**Exercise objective:** Pull out each line of the entries below that contains the string "woman", copying it unchanged.

Dataset excerpt:

- - - -

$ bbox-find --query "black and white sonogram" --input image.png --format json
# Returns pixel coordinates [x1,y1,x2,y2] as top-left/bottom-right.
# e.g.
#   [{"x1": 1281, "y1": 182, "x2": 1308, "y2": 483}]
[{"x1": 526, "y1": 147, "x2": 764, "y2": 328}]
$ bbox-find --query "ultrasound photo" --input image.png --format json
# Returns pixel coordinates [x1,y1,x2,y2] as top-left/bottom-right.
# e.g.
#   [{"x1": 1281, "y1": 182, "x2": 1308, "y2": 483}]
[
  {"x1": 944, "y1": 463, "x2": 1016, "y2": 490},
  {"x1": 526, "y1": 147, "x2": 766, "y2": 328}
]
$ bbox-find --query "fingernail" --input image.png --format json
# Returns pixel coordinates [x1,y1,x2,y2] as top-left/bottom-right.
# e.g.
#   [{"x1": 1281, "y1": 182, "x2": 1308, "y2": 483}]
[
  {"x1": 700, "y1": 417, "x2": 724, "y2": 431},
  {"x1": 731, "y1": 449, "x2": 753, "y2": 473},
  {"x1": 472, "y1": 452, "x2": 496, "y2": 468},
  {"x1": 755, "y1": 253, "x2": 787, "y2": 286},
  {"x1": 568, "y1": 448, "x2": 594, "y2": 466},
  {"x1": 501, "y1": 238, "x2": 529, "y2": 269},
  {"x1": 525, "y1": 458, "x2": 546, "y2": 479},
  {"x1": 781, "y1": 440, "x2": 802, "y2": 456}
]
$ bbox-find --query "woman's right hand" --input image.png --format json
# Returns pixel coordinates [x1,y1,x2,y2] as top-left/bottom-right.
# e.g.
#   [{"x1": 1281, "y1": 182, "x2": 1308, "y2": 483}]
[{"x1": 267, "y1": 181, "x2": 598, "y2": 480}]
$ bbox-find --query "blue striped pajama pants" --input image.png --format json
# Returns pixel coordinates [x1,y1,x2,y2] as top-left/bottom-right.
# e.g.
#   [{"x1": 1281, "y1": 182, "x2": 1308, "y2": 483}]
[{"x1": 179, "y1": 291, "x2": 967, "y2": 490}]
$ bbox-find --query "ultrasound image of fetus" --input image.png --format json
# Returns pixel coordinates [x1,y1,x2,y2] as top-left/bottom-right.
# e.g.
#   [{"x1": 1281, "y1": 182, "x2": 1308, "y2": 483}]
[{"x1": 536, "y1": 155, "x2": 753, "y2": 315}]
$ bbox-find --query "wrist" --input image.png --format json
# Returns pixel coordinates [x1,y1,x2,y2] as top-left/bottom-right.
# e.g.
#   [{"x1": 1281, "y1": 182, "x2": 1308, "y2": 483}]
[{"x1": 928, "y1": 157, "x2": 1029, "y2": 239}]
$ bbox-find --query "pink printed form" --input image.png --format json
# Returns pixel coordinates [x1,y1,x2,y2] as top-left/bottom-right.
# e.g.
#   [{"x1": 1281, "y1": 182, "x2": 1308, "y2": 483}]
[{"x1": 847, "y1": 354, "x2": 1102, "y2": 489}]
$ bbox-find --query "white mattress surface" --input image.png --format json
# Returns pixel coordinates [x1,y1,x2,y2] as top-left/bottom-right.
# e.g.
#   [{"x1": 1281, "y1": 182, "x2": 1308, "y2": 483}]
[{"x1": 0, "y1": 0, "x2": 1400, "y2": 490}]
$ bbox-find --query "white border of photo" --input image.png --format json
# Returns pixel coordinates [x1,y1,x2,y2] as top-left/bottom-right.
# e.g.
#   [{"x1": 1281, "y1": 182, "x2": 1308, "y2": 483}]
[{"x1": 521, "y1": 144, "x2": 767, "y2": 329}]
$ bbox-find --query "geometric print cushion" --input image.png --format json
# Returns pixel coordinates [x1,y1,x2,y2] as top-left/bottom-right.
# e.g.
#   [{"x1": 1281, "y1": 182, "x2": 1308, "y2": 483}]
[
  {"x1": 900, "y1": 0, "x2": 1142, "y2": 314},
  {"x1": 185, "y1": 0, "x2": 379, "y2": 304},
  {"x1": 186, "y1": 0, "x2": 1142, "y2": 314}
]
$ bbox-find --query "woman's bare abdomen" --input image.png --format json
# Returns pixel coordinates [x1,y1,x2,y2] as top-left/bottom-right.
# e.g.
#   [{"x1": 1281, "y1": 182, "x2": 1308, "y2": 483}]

- - - -

**The completed task:**
$ bbox-find --query "woman's right hand" --input image.png --format json
$ bbox-find --query "woman's bare abdomen" --input image.png --format json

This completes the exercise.